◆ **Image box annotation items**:
····················
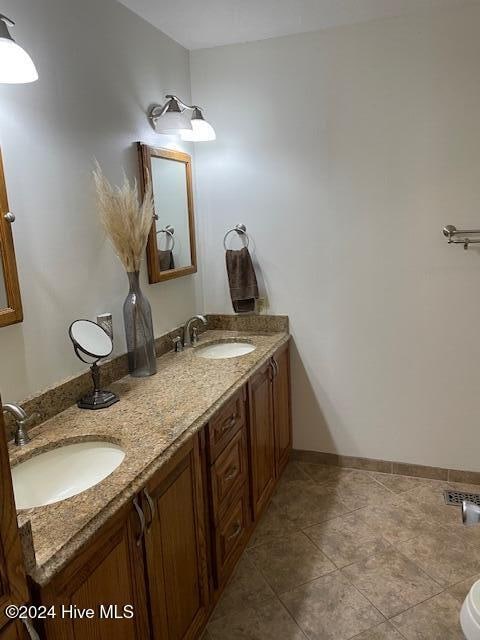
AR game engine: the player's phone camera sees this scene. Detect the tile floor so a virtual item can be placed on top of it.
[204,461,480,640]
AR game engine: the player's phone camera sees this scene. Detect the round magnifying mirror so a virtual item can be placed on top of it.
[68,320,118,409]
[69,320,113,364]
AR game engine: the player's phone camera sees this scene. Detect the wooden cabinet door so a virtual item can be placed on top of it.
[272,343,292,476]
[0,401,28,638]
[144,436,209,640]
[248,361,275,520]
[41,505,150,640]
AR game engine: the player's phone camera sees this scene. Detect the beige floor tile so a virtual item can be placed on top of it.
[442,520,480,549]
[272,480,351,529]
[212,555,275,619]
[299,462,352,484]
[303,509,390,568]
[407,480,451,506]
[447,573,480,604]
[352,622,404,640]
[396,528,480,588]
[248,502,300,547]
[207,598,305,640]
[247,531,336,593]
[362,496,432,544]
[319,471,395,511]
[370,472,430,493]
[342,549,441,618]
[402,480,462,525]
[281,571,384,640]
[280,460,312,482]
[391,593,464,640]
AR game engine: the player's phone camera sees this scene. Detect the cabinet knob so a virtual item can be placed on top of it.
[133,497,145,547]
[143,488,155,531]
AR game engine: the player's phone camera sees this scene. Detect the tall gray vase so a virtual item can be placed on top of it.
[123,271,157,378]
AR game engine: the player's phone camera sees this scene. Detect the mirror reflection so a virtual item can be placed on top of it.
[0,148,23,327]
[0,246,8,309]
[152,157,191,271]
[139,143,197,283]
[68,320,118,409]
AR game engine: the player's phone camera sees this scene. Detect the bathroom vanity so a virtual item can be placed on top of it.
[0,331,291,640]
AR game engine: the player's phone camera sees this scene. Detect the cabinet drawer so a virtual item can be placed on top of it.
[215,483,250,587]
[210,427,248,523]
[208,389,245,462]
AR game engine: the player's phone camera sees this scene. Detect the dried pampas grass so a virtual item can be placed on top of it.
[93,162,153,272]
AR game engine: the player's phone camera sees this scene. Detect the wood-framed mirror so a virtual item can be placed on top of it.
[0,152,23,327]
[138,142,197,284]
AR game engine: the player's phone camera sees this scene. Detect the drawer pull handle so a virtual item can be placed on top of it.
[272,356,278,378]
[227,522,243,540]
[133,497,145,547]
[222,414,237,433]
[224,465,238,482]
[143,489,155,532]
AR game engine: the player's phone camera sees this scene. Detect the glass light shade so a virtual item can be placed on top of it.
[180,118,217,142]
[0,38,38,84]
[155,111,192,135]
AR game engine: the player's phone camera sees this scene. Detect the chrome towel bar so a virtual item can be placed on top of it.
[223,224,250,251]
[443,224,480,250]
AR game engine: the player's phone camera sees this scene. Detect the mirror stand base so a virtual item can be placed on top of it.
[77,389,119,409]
····················
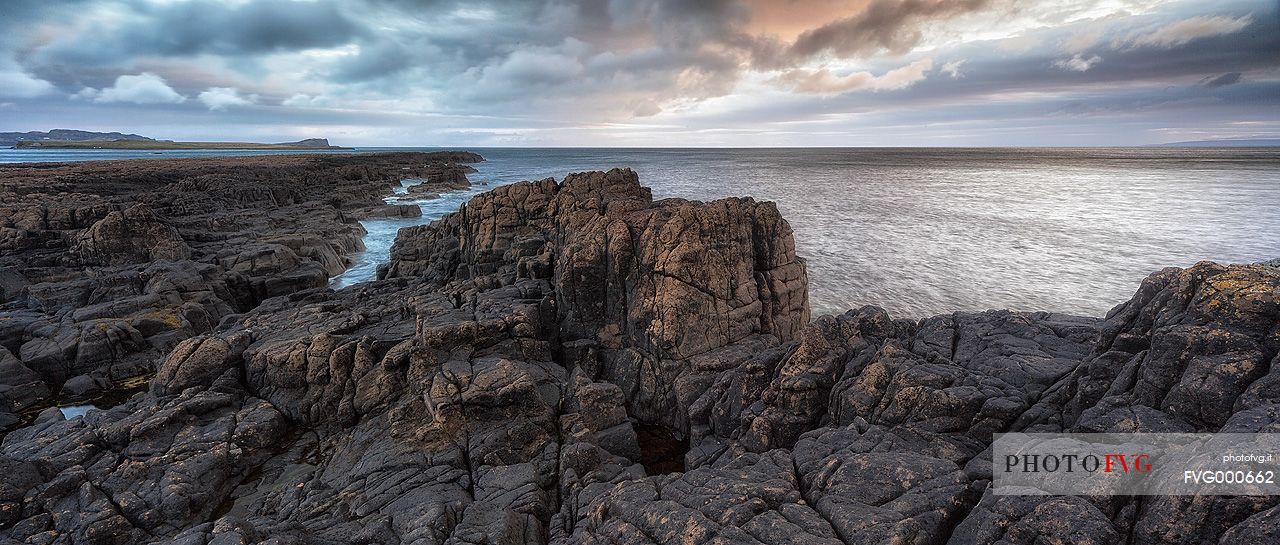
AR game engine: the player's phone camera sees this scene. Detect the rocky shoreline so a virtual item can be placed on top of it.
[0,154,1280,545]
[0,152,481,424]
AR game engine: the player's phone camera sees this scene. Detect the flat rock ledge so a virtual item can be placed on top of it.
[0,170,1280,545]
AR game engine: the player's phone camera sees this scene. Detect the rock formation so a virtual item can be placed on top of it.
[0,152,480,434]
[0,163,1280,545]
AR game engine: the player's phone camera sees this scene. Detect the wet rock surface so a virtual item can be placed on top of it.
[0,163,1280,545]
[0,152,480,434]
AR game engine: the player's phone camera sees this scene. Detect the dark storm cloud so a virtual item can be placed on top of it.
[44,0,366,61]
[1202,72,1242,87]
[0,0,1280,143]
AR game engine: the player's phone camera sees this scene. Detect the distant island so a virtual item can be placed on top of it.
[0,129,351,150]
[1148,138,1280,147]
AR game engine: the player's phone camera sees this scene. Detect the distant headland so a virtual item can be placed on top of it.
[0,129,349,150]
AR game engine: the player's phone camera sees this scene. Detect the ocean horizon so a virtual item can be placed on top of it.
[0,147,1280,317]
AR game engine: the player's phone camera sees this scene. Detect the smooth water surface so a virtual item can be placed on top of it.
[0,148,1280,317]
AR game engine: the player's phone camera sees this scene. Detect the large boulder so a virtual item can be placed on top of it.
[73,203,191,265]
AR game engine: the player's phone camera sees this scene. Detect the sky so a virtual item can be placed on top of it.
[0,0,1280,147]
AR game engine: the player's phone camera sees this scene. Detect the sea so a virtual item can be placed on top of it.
····················
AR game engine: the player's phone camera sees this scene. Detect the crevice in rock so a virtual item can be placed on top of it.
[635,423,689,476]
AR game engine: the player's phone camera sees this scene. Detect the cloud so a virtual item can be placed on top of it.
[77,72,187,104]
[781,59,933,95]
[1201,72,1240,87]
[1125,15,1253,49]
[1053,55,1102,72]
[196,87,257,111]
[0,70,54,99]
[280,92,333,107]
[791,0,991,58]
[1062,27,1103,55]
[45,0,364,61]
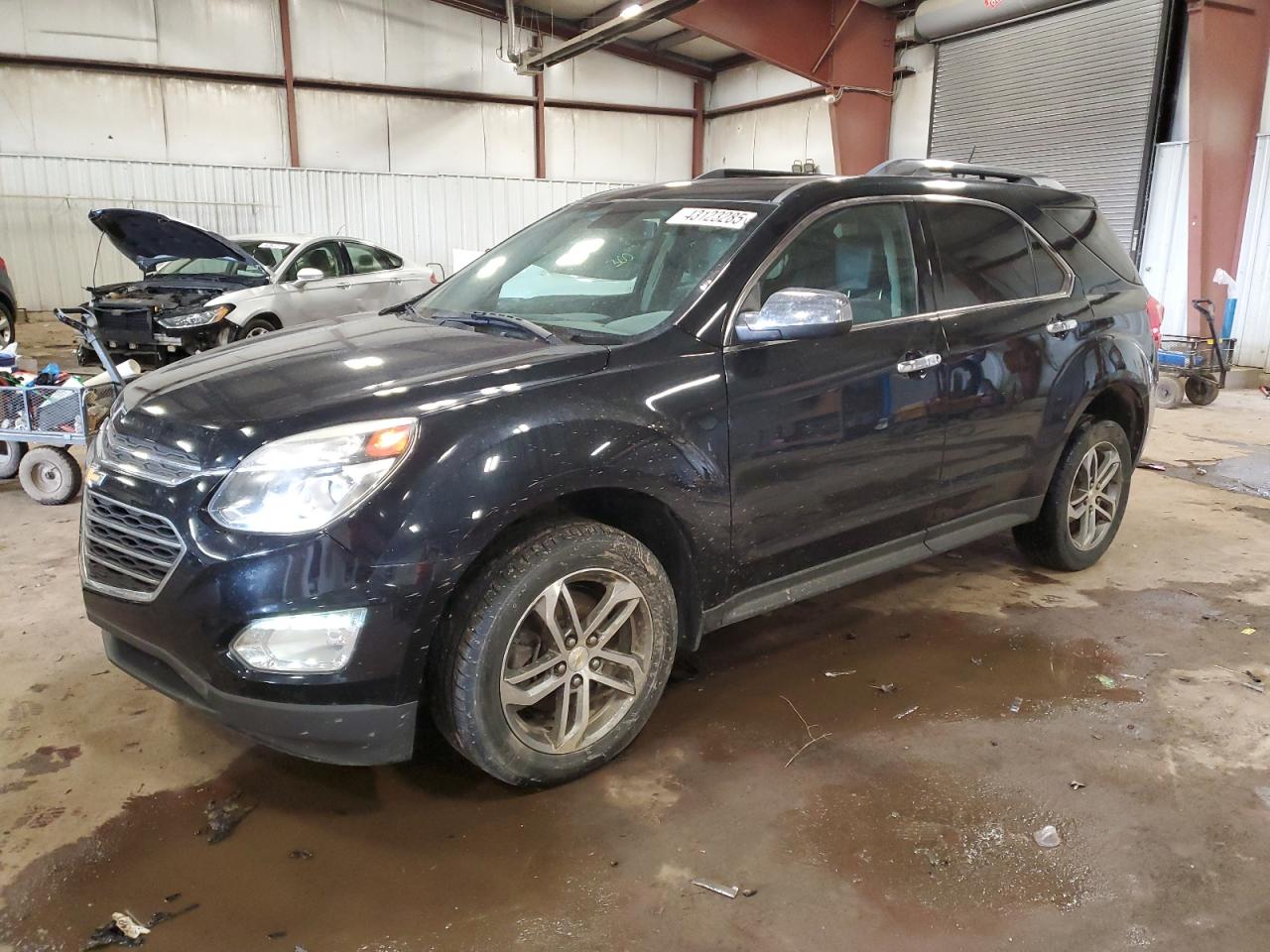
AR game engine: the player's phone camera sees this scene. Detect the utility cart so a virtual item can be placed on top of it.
····················
◆ **Exercise details**: Can you reproduce, character for character, the lines from the one containing "Detect the large" through the one containing "Detect the sea"?

◆ **Task solution**:
AR game engine: the player's phone camera sees this scene. Detect the large boulder so a virtual item can be placed on top of it.
[73,203,191,265]
AR game engine: the player's phone camera sees this scene. Detect the sky so a virtual item can be placed on top of it.
[0,0,1280,147]
AR game engine: the player's phone camera sees this scene. Detect the sea so a virtual item can be placed on top of it.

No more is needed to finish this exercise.